DOCUMENT SECTION
◆ ◆ ◆

Entry into a Material Definitive

On May 31, 2017, Spotlight Innovation Inc. (the Company) entered into a subscription agreement for the issuance of a convertible note for $400,000 (the Note). With respect to the sale of the Note the Company received gross proceeds in the amount of $400,000. The Note is convertible at a price per share equal to $.35. The Note has a term of 24 months. In the event that the Note has not been converted at the maturity date, the Note will automatically convert into shares of the Companys Common Stock at a price per share equal to $0.35. Interest on the Note accrues at 7.5% per annum, computed on a 365-day basis. Interest payments will be made by the Company in shares of the Companys Common Stock upon conversion of the Note. The holder of the Note has converted the Note into 1,143 ,091shares of the Companys common stock and as a result the Note is no longer outstanding.

◆ ◆ ◆

WHAT IS REQUIRED
Can you repeat, word for word, the part of the convertible note disclosure that begins with the words "On May 31, 2017, Spotlight" and ends with "no longer outstanding."?

◆ ◆ ◆

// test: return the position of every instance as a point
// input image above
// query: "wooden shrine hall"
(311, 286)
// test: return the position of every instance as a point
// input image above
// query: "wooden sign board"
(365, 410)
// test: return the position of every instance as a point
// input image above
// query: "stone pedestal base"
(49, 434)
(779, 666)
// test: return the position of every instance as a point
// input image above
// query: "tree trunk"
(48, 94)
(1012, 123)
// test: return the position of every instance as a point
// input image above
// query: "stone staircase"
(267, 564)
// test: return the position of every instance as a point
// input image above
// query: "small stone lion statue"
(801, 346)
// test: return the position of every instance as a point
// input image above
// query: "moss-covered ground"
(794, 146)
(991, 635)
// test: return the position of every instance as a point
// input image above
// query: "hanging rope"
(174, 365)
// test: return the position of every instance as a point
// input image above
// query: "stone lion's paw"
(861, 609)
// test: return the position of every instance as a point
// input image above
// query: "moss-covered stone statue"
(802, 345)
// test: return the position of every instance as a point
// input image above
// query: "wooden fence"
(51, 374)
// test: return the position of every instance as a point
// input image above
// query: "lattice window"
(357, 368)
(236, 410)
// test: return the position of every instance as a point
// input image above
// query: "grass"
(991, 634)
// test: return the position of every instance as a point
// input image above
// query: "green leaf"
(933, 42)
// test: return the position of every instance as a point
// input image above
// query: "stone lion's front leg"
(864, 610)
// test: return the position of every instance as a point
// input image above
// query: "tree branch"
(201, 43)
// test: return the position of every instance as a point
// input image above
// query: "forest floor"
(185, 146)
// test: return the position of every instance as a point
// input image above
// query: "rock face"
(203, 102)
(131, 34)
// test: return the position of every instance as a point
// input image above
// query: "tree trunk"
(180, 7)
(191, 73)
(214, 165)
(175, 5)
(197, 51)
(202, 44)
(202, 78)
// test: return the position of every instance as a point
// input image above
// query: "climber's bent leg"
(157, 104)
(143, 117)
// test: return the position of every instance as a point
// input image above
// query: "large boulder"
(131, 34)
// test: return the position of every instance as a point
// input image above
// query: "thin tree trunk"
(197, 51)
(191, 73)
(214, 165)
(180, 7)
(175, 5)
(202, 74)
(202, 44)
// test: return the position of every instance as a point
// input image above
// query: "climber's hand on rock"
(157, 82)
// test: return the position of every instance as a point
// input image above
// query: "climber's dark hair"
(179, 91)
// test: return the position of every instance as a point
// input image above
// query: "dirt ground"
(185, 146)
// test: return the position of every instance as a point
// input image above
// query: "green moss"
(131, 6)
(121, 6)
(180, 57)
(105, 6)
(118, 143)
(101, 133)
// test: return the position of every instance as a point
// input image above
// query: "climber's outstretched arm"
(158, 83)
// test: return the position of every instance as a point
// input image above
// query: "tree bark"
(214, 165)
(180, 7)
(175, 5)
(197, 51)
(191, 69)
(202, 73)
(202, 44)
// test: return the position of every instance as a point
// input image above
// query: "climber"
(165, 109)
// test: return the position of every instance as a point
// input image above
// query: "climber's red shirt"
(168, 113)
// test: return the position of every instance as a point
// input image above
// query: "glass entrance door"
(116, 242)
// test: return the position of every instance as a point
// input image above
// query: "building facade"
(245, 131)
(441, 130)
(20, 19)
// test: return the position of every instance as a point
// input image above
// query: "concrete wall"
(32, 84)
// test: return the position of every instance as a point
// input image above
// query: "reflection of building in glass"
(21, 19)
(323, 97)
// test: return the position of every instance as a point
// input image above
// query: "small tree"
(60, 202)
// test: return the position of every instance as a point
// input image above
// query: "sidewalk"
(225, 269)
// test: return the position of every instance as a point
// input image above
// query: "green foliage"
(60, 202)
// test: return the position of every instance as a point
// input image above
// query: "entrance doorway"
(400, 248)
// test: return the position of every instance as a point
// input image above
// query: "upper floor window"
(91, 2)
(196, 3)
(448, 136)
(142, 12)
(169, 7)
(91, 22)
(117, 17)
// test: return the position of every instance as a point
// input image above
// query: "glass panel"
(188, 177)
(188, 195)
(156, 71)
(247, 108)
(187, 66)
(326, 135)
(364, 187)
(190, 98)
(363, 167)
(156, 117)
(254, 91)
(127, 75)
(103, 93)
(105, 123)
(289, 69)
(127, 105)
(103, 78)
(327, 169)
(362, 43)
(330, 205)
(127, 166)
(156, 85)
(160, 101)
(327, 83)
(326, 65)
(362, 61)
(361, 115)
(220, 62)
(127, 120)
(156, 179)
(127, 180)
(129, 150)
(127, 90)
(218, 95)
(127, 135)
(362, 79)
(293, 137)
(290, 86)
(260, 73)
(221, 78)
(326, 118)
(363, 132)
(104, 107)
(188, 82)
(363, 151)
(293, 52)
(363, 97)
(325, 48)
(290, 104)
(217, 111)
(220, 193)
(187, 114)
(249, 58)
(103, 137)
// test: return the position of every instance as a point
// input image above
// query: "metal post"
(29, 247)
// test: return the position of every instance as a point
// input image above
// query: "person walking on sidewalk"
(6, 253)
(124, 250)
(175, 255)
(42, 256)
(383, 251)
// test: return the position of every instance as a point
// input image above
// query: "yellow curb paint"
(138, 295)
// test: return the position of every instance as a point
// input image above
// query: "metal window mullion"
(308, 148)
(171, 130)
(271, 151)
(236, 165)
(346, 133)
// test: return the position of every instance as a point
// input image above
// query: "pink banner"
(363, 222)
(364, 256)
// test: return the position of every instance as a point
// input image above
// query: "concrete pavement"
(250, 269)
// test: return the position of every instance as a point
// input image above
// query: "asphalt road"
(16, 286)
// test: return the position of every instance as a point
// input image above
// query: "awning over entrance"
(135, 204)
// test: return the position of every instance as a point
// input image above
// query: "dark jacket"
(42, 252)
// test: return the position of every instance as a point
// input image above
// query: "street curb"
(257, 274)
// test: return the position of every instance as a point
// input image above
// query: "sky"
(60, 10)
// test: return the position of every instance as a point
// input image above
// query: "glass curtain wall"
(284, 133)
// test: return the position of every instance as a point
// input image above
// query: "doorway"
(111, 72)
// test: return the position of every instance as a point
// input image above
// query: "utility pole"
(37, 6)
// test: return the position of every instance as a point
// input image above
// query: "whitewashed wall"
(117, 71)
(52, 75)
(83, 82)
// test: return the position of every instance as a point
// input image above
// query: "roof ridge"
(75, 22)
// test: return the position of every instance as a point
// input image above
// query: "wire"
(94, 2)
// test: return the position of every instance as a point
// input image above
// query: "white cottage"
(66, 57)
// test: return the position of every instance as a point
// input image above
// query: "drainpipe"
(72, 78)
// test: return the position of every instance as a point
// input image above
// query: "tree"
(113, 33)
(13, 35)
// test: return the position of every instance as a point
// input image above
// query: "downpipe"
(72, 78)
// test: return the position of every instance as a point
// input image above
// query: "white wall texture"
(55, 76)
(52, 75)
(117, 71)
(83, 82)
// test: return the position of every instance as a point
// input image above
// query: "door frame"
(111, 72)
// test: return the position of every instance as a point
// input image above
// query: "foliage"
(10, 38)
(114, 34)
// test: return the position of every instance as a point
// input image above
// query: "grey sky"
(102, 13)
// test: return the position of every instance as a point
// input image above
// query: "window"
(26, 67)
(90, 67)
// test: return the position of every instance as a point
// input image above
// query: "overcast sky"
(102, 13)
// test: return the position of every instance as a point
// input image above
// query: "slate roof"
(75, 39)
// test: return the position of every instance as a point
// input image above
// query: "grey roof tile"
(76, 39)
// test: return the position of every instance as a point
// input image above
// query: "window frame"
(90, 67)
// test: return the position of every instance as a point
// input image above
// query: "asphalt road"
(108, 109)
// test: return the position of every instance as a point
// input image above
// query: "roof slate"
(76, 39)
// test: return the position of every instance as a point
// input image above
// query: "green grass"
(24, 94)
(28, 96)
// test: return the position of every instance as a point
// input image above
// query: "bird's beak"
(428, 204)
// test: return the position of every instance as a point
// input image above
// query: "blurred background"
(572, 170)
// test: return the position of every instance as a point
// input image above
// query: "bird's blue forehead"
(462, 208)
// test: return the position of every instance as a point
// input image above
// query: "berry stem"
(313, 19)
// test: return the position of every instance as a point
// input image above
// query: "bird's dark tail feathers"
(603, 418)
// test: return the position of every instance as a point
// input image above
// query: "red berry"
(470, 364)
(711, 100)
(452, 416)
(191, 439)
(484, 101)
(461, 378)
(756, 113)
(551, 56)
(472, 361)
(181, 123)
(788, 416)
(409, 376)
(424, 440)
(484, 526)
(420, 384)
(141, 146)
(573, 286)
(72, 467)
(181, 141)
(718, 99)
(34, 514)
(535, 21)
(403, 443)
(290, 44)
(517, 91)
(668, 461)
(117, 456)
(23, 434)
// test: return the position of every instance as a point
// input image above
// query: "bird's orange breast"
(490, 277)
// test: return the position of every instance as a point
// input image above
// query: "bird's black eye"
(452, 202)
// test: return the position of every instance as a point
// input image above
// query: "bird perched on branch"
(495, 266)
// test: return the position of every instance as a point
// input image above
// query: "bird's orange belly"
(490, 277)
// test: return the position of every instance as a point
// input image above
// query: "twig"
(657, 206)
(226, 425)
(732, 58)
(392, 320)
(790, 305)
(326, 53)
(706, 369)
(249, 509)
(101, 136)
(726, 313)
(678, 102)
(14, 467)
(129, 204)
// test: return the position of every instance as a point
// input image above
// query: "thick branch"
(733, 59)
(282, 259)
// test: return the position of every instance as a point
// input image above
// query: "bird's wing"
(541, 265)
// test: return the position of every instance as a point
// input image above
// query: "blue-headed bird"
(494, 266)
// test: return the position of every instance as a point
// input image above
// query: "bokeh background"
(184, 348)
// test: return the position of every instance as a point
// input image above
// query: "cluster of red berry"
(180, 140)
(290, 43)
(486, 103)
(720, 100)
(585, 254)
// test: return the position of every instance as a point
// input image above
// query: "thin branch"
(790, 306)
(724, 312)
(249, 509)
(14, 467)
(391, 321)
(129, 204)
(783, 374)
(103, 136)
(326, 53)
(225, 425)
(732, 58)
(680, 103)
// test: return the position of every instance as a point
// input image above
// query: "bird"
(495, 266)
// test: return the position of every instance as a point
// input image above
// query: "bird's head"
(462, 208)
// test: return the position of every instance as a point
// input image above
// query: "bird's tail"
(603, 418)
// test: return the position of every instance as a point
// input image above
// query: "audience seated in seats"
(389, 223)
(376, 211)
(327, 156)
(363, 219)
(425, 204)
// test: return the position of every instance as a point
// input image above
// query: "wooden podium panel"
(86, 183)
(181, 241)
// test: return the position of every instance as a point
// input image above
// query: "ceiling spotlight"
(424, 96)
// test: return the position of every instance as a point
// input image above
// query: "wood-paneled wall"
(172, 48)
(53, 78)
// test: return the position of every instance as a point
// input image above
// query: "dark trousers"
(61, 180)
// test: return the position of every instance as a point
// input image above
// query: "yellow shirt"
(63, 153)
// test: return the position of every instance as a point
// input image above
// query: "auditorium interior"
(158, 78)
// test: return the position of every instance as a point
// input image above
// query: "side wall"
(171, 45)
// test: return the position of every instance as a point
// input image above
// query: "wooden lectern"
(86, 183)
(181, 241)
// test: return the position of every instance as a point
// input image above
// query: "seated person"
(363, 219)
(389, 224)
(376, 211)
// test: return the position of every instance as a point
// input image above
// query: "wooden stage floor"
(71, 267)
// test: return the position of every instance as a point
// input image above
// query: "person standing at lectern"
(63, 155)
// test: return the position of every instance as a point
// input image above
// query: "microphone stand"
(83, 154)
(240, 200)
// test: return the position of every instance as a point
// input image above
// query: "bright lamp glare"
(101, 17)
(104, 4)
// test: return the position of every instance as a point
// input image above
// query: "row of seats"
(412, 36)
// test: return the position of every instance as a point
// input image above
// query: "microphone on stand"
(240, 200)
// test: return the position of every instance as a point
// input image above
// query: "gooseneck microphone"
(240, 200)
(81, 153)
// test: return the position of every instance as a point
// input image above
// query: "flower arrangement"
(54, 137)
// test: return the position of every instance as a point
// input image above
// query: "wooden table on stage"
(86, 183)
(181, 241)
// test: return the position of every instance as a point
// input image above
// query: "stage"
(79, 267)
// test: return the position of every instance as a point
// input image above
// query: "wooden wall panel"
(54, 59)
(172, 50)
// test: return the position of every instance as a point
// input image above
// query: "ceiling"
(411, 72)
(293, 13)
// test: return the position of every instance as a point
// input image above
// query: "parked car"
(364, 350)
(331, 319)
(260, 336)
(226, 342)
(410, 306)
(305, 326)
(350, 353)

◆ ◆ ◆

OUTPUT
On May 31, 2017, Spotlight Innovation Inc. (the Company) entered into a subscription agreement for the issuance of a convertible note for $400,000 (the Note). With respect to the sale of the Note the Company received gross proceeds in the amount of $400,000. The Note is convertible at a price per share equal to $.35. The Note has a term of 24 months. In the event that the Note has not been converted at the maturity date, the Note will automatically convert into shares of the Companys Common Stock at a price per share equal to $0.35. Interest on the Note accrues at 7.5% per annum, computed on a 365-day basis. Interest payments will be made by the Company in shares of the Companys Common Stock upon conversion of the Note. The holder of the Note has converted the Note into 1,143 ,091shares of the Companys common stock and as a result the Note is no longer outstanding.